* [Required task]: Write the material out again exactly.

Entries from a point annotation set
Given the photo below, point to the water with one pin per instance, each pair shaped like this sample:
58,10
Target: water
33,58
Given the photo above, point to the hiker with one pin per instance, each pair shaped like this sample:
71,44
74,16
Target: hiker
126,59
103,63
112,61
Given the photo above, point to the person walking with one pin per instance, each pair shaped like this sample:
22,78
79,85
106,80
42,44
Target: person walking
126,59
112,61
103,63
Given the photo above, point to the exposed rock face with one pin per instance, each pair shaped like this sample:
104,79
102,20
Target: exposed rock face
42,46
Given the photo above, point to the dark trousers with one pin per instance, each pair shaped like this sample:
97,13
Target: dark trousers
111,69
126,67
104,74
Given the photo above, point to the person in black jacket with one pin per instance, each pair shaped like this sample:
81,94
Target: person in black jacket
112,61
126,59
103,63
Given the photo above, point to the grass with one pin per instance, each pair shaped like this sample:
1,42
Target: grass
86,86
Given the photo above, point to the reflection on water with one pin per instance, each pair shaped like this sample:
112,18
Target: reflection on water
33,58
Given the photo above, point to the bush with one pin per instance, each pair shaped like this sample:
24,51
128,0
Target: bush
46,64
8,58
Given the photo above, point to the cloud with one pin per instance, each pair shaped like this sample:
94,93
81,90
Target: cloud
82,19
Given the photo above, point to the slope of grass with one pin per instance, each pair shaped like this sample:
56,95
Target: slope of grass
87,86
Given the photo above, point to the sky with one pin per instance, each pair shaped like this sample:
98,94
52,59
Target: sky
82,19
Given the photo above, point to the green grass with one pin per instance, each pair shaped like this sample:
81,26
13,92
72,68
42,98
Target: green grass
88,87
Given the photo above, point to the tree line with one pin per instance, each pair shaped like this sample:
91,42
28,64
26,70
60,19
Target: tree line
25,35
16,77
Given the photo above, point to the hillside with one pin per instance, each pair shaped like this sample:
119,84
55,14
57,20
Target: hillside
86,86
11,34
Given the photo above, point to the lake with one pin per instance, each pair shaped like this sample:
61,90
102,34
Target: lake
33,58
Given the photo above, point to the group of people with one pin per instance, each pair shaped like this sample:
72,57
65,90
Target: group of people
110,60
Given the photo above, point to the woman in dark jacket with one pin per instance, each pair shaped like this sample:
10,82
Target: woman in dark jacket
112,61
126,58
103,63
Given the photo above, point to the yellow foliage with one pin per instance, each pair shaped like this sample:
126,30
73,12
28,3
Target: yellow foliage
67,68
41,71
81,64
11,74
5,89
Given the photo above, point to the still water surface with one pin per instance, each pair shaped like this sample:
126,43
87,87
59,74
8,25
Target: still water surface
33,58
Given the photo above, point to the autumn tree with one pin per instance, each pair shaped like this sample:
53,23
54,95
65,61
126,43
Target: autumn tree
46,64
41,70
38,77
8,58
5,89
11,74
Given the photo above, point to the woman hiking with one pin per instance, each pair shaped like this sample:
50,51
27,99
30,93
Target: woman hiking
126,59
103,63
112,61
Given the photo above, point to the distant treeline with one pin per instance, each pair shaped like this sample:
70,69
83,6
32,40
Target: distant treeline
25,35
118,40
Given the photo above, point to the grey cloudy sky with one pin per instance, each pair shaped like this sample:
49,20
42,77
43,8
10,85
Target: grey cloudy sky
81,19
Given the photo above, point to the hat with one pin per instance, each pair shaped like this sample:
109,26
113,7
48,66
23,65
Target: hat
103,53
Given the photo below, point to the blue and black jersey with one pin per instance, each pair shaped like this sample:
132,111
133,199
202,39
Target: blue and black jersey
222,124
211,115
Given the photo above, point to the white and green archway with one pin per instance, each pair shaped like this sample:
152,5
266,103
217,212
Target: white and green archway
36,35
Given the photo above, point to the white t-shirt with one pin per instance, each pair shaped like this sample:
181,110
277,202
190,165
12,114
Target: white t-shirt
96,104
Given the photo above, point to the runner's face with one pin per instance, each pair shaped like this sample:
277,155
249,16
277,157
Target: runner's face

* [Response below]:
Given the photo below, point to the water with one pin per instance, each pair shaped like this sample:
58,10
Target: water
33,58
Given the photo above, point to the hiker with one pin per instance, each pair shaped like this sample:
71,44
74,16
Target: hiker
126,59
103,63
112,61
Given the photo above, point to the person walking with one pin per instance, each pair shaped like this sample:
22,78
79,85
106,80
42,44
Target: person walking
126,59
112,61
103,63
Given the photo above, point to the exposed rock face with one pin per instance, each pair shaped like this sample:
104,79
102,20
Target: exposed rock face
42,46
Given the photo above, point to the dark trousers with one pin per instance, each pair shaped like this sample:
97,13
Target: dark trousers
111,69
126,67
104,74
Given the photo above, point to the person in black jacket with one pin per instance, each pair shaped like this sample:
81,94
Target: person in black jacket
112,61
126,59
103,63
Given the photo above, point to the grass with one pin per instance, each pair shaped like this sample:
1,42
Target: grass
86,86
Given the photo above, point to the reflection on water with one pin per instance, each pair shaped like this sample:
112,18
Target: reflection on water
33,58
Given the photo above, point to the bush with one pin per instance, each pair shaped like this sample:
24,51
128,0
Target: bush
46,64
8,58
Given the photo above, point to the cloud with one pin per instance, each pair shaped like this sample:
94,93
81,90
Target: cloud
82,19
Given the photo above, point to the slope of grass with one pin per instance, each pair shaped like this sample:
56,95
Target: slope of grass
87,86
Given the photo above, point to the sky with one pin per instance, each pair shaped like this sample:
98,94
52,59
Target: sky
82,19
Given the photo above, point to the green grass with one pin per instance, each pair shaped like this sample:
81,26
13,92
72,68
42,98
Target: green grass
88,87
Given the photo above, point to the tree line with one pin per instance, each pair shaped like this sample:
91,42
28,64
26,70
60,19
Target: tree line
25,35
16,77
Given the photo above, point to the hillside with one pin per instance, each pair shaped like this sample:
119,84
55,14
57,20
Target: hillside
86,86
11,34
Given the photo above, point to the lake with one pin per instance, each pair shaped like this sample:
61,90
102,34
Target: lake
33,58
Given the photo above, point to the group of people with one pin per instance, each pair shaped like this sample:
72,57
65,90
Target: group of people
110,60
Given the photo above, point to the woman in dark jacket with one pin per instance, each pair shaped like this sample:
10,82
Target: woman in dark jacket
112,61
126,58
103,63
Given the photo above, point to the yellow foliage with one pin per instance, each pair shaped like this sample:
126,30
73,12
28,3
Target: yellow foliage
67,68
41,71
81,64
11,74
5,89
Given the photo above, point to the still water surface with one pin per instance, each pair shaped like this sample:
126,43
87,87
59,74
8,25
Target: still water surface
33,58
Given the photo above, point to the autumn tree with one pin per instance, each pair shaped like this sample:
53,23
54,95
65,61
126,43
Target: autumn tree
46,64
41,70
38,77
8,58
5,89
11,74
Given the photo above, point to the woman hiking with one pin per instance, each pair shaped like this sample:
50,51
27,99
30,93
Target: woman hiking
126,59
103,63
112,61
Given the photo above, point to the distant treeline with one pin per instance, each pair shaped like this sample:
70,69
83,6
32,40
Target: distant treeline
25,35
118,40
Given the photo above, point to the grey cloudy sky with one pin per instance, each pair shaped like this sample:
49,20
42,77
43,8
10,85
Target: grey cloudy sky
81,19
Given the photo above, point to the hat with one pin per instance, each pair shaped like this sample:
109,26
113,7
48,66
23,65
Target: hat
103,53
Given the photo below, point to the blue and black jersey with one pin per instance, each pair shaped like this sample:
132,111
133,199
202,39
Target: blue and black jersey
222,124
211,115
Given the photo above, point to the white and green archway with one pin per instance, each pair shaped like this sample:
152,5
266,103
217,212
Target: white and green archway
36,35
Given the photo above, point to the white t-shirt with one pin per instance, each pair shaped like this sample:
181,110
277,202
190,165
12,114
Target: white t-shirt
96,104
Given the photo above, point to the runner's face with one pin per instance, each pair shaped like this sample:
277,155
249,16
277,157
Target: runner's face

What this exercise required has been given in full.